***** Extracted data

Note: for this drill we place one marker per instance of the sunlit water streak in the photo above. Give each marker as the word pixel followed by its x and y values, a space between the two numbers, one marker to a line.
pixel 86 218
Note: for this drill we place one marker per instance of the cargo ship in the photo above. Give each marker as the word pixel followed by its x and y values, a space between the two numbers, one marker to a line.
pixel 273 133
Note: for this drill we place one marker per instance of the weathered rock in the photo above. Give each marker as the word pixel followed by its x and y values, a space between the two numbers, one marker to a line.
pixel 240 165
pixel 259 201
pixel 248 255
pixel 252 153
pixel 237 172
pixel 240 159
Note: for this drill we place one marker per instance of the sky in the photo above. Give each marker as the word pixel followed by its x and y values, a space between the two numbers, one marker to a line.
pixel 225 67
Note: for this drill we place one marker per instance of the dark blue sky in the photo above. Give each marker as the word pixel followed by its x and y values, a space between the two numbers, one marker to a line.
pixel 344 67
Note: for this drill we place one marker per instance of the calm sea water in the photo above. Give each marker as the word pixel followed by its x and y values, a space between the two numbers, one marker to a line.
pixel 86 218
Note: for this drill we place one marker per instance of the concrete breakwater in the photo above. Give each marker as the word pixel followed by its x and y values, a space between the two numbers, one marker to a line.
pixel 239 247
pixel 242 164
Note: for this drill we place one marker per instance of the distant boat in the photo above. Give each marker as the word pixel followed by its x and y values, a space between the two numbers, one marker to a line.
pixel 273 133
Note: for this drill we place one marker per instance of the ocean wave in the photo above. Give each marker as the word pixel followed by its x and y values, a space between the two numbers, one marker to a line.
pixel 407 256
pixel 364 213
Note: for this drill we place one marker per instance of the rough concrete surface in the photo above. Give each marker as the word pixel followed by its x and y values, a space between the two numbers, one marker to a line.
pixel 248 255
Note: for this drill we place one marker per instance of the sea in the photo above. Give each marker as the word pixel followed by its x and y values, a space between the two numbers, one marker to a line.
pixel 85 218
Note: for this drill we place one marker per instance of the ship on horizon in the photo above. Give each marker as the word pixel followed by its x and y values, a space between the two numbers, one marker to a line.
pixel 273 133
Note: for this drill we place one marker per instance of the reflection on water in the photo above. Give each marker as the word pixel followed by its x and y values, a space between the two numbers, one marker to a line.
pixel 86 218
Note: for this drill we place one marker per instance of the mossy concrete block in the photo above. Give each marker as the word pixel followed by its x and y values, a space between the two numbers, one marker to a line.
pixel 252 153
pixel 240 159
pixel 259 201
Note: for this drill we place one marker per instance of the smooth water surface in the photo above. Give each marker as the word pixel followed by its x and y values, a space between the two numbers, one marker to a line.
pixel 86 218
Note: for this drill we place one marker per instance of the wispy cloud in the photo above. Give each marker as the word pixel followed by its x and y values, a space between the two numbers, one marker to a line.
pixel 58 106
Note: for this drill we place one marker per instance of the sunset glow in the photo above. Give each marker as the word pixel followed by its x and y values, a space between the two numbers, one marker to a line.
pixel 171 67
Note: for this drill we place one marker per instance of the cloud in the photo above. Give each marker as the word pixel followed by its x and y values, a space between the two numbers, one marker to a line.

**********

§ Requirements:
Replace "drill" with "exercise" in all of the entries above and reproduce them with no other changes.

§ Solution to the exercise:
Note: for this exercise we place one marker per instance of the sunlit water streak in the photo above. Give each marker as the word pixel followed by its x and y values, a space between the two numbers, one marker to a line.
pixel 86 218
Note: for this exercise we place one marker per instance of the cargo ship in the photo above. Give each marker as the word pixel followed by its x and y values, a space between the two numbers, one marker to a line.
pixel 273 133
Note: for this exercise we place one marker per instance of the weathered rock in the photo above. Give each marker as the word pixel followed by its x and y values, a space between the two numbers, one marker to a line.
pixel 240 165
pixel 259 201
pixel 248 255
pixel 252 153
pixel 237 172
pixel 240 159
Note: for this exercise we place one marker per instance of the sky in the photo above. Give each marker as the word pixel followed by its x and y values, a space between the two numbers, one marker to a line.
pixel 225 67
Note: for this exercise we place one marker per instance of the dark blue sky in the photo above. Give each marker as the word pixel followed by its x and y values, a space between the two numbers, one marker to a line.
pixel 344 67
Note: for this exercise we place one marker per instance of the calm sea water in the photo above. Give each marker as the word pixel followed by its x and y values, a space between the two numbers, one marker to a line.
pixel 86 218
Note: for this exercise we place one marker per instance of the concrete breakwater in the photo above. Give each marker as the word pixel followed by its x and y values, a space between the two numbers, one marker to a line.
pixel 239 247
pixel 242 164
Note: for this exercise we place one marker per instance of the distant boat in the photo above. Give each marker as the word pixel followed by its x and y values, a space between the two numbers, one marker to a line.
pixel 273 133
Note: for this exercise we place one marker per instance of the ocean wave in the photo above. Give each marker as the word pixel followed by its x and y values, a space between the two numbers, one marker to a line.
pixel 407 256
pixel 364 213
Note: for this exercise we place one marker per instance of the rough concrete surface in the photo above. Give each marker as the word pixel followed by its x and y values, a space between the two numbers, one marker to a line.
pixel 248 255
Note: for this exercise we place one marker per instance of the sea in the photo above. Give each marker as the word pixel followed by its x and y values, a space between the two numbers, one marker to a line.
pixel 85 218
Note: for this exercise we place one marker per instance of the ship on horizon in the photo above. Give each marker as the word pixel followed by its x and y values, a space between the two numbers, one marker to a line.
pixel 273 133
Note: for this exercise we place one marker per instance of the reflection on water in the photo above. Give each marker as the word pixel followed by its x and y values, a space between the two numbers, one marker to a line.
pixel 86 218
Note: for this exercise we place one marker per instance of the mossy concrete block in the photo above. Give each marker as the word pixel followed by its x and y values, a space between the two numbers, one marker to a line.
pixel 252 153
pixel 240 159
pixel 259 201
Note: for this exercise we place one marker per instance of the smooth water surface in the photo above. Give each marker as the word pixel followed by its x and y values, a space between the two numbers, one marker to a line.
pixel 86 218
Note: for this exercise we place one marker per instance of the wispy cloud in the photo above. Give each marker as the word pixel followed by its x and y values, a space between the two numbers, one marker to a line.
pixel 58 106
Note: for this exercise we place one marker per instance of the sunset glow in the photo above. Give each marker as the word pixel followed by its x and y values, a space between the two numbers, one marker to a line.
pixel 171 67
Note: for this exercise we place one marker per instance of the cloud in the photo above. Give each marker as the word pixel followed by its x and y values, a space between the two numbers, one marker to a line.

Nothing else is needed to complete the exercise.